Referring expression data:

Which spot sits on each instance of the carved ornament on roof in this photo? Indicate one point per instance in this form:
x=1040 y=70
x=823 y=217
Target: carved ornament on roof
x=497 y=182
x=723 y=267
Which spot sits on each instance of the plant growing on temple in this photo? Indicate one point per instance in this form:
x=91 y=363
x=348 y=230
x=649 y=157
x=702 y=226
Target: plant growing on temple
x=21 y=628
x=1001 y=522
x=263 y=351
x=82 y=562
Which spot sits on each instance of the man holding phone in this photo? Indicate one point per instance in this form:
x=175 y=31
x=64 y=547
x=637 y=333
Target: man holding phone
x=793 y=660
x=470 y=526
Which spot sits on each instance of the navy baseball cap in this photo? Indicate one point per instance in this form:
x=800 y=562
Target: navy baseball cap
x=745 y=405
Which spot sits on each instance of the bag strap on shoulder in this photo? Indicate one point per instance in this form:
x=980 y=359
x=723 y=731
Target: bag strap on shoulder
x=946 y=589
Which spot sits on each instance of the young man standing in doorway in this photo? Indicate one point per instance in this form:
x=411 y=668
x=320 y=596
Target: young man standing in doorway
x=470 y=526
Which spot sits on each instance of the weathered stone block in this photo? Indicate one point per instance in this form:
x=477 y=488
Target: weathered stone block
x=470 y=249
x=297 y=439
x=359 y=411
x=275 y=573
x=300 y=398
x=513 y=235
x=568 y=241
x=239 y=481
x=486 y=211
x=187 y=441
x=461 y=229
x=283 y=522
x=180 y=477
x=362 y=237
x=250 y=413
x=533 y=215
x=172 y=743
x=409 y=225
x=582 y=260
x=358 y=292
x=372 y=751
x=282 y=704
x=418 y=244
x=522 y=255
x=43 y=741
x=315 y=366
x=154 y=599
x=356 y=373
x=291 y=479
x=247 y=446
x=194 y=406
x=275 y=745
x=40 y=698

What you are asked to do:
The records above are to be transcribed exactly, with nothing left out.

Reply to the exercise:
Which spot sits on each instance of the carved ornament on roof in this photo? Indicate one point per instance in this form:
x=1040 y=70
x=823 y=217
Target: carved ornament on roof
x=497 y=182
x=723 y=267
Which spot sits on each instance of the plant growing on temple in this photo? Indicate one point per instance in this form:
x=91 y=363
x=348 y=230
x=649 y=157
x=702 y=226
Target: plant growing on temple
x=21 y=628
x=1001 y=522
x=263 y=351
x=82 y=562
Which spot sits on each instance of the man holding phone in this photo? Indicate one point per instance in this form:
x=175 y=31
x=64 y=547
x=637 y=333
Target: man holding phone
x=793 y=660
x=470 y=526
Which spot sits on each instance of the navy baseball cap in this photo? Indicate one point per instance in this form:
x=800 y=562
Target: navy baseball cap
x=745 y=405
Which spot sits on each instance of the bag strap on shoulder in this photo? Indicate one point per instance in this form:
x=980 y=359
x=723 y=731
Target: bag strap on shoulder
x=946 y=589
Which spot sits on each instance of the young man standing in doorway in this photo? Indicate one point per instance in this form:
x=411 y=668
x=320 y=596
Target: young man standing in doorway
x=470 y=526
Which spot sits on each instance of the weathered stone block in this photo? Indicate one point per instance in this form:
x=477 y=488
Target: weathered stone block
x=470 y=249
x=297 y=439
x=359 y=411
x=275 y=573
x=300 y=398
x=513 y=235
x=568 y=241
x=239 y=481
x=486 y=211
x=187 y=441
x=461 y=229
x=283 y=522
x=180 y=477
x=362 y=237
x=250 y=413
x=533 y=215
x=172 y=743
x=409 y=225
x=582 y=260
x=358 y=292
x=372 y=751
x=282 y=704
x=418 y=244
x=522 y=255
x=43 y=741
x=315 y=366
x=154 y=599
x=356 y=373
x=291 y=479
x=247 y=446
x=194 y=406
x=275 y=745
x=40 y=698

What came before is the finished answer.